TASK: Starting at the line that contains "</instance>" and ending after the line that contains "rough mask: <svg", copy those lines out again with "rough mask" changed to "coarse mask" and everything else kept the same.

----- RECORDED INFORMATION -----

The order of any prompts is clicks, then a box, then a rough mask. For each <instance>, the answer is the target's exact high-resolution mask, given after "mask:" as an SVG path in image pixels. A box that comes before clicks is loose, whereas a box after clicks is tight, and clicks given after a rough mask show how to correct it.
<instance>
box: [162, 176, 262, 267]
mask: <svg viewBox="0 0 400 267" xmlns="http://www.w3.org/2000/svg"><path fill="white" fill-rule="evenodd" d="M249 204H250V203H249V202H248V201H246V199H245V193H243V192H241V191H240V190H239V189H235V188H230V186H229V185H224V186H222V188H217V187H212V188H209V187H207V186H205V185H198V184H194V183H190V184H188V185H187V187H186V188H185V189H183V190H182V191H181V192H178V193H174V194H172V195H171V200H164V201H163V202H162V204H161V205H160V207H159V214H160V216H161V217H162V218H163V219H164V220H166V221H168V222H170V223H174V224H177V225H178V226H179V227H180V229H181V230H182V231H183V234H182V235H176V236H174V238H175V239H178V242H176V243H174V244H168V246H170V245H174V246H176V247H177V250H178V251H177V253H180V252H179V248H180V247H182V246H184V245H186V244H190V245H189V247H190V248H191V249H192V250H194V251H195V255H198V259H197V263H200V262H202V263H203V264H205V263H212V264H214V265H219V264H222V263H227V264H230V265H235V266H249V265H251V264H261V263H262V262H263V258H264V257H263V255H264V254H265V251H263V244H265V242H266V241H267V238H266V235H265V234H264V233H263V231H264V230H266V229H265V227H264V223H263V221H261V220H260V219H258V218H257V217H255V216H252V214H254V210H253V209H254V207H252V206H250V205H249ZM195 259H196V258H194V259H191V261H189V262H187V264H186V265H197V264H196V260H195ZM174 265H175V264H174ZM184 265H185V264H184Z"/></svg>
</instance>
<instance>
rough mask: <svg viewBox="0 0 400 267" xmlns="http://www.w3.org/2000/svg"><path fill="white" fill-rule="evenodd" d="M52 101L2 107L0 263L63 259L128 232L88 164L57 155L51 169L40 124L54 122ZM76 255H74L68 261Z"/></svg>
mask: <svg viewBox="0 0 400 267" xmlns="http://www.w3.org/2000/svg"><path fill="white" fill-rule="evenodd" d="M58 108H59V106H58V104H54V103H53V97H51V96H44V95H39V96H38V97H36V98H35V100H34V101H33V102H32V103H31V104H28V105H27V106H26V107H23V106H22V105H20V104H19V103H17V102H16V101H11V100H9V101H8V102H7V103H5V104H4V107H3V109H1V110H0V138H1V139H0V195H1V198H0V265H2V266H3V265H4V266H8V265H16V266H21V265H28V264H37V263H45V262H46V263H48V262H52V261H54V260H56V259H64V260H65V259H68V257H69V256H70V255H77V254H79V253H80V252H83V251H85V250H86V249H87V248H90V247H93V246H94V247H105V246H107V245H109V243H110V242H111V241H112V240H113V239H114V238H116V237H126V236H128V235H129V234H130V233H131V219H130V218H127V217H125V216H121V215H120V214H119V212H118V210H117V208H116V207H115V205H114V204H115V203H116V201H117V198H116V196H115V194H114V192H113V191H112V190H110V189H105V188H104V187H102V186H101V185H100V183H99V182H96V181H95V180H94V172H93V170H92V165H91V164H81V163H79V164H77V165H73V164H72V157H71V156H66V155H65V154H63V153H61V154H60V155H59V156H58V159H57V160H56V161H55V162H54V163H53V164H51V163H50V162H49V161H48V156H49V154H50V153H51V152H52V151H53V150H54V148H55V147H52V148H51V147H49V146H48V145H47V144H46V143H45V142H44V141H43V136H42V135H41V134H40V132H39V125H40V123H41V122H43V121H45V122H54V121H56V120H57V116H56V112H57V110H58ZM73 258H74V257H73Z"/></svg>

-----

EXERCISE SOLUTION:
</instance>
<instance>
coarse mask: <svg viewBox="0 0 400 267" xmlns="http://www.w3.org/2000/svg"><path fill="white" fill-rule="evenodd" d="M52 101L2 107L0 263L63 259L128 232L88 164L57 155L51 169L40 124L54 122ZM76 255H74L68 261Z"/></svg>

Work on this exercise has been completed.